Source data:
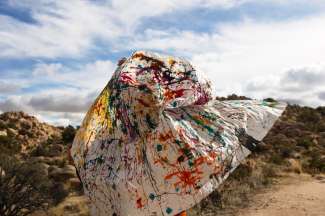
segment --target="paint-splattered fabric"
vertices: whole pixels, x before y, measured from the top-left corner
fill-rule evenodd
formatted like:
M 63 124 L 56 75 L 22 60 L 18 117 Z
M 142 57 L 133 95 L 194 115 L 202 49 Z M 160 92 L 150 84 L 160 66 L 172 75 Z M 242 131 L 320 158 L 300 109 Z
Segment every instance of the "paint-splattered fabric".
M 135 52 L 120 62 L 71 149 L 92 214 L 160 216 L 191 208 L 284 108 L 213 100 L 210 83 L 186 60 Z

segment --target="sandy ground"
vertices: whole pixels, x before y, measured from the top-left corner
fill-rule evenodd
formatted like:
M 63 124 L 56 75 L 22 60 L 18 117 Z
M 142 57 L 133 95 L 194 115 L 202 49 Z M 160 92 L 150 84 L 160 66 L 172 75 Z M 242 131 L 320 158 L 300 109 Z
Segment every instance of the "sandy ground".
M 297 175 L 254 196 L 238 216 L 325 216 L 325 177 Z

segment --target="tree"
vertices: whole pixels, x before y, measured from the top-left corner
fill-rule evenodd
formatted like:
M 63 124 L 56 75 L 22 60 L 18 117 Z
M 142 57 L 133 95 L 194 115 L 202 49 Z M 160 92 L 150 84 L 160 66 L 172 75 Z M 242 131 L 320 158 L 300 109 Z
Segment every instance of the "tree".
M 35 164 L 0 154 L 0 215 L 24 216 L 48 203 L 49 182 Z

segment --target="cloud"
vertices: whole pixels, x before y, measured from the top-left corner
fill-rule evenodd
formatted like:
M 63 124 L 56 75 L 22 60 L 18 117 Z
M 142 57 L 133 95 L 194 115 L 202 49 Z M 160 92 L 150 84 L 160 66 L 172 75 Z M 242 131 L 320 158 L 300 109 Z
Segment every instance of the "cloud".
M 34 66 L 32 74 L 33 76 L 54 76 L 62 69 L 62 67 L 63 66 L 60 63 L 38 63 Z
M 318 98 L 321 99 L 322 101 L 325 101 L 325 91 L 319 92 Z
M 90 94 L 93 96 L 93 94 Z M 86 112 L 94 98 L 89 95 L 63 94 L 31 97 L 28 105 L 37 111 Z
M 324 85 L 325 68 L 299 68 L 285 73 L 282 83 L 295 83 L 304 87 L 306 85 Z
M 12 91 L 8 97 L 0 98 L 0 111 L 21 110 L 56 125 L 80 124 L 81 117 L 105 87 L 114 69 L 115 65 L 108 60 L 80 63 L 73 67 L 36 63 L 31 71 L 33 76 L 28 77 L 29 87 L 24 87 L 32 88 L 32 91 Z M 21 79 L 18 82 L 25 82 L 25 78 Z M 48 87 L 56 83 L 59 86 Z M 41 89 L 35 91 L 33 88 L 38 85 Z
M 264 76 L 246 82 L 244 94 L 263 98 L 274 97 L 291 104 L 319 106 L 325 99 L 324 67 L 289 69 L 278 77 Z M 323 101 L 322 101 L 323 100 Z
M 22 88 L 22 86 L 15 84 L 15 83 L 0 81 L 0 93 L 1 94 L 15 93 L 15 92 L 19 91 L 21 88 Z

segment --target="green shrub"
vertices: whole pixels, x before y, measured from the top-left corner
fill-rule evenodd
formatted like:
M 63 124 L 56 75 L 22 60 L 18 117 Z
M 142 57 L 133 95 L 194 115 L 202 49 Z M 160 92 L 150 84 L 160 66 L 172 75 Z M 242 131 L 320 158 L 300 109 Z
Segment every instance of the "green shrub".
M 23 216 L 49 202 L 49 181 L 37 167 L 0 154 L 0 215 Z
M 315 109 L 304 108 L 298 115 L 297 120 L 305 124 L 316 124 L 321 120 L 321 115 Z
M 21 151 L 21 145 L 12 136 L 0 136 L 0 148 L 9 154 L 16 154 Z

Work to do: Rewrite the lines from the start of the material through the line containing "M 135 52 L 120", inclusive, as a JSON list of strings with one string per line, omitting blank lines and leaving the pictures out.

The output:
[
  "segment --target=\"paint-splattered fabric\"",
  "vertices: whole pixels, x before y, measured from the top-left corner",
  "fill-rule evenodd",
  "formatted like:",
  "M 63 124 L 56 75 L 22 60 L 18 117 Z",
  "M 142 57 L 133 95 L 194 115 L 202 49 Z M 160 92 L 150 84 L 160 66 L 172 75 Z M 242 131 L 320 158 L 300 109 Z",
  "Segment every instance of the \"paint-splattered fabric\".",
  "M 135 52 L 120 62 L 71 149 L 92 214 L 160 216 L 191 208 L 284 108 L 213 100 L 210 83 L 186 60 Z"
]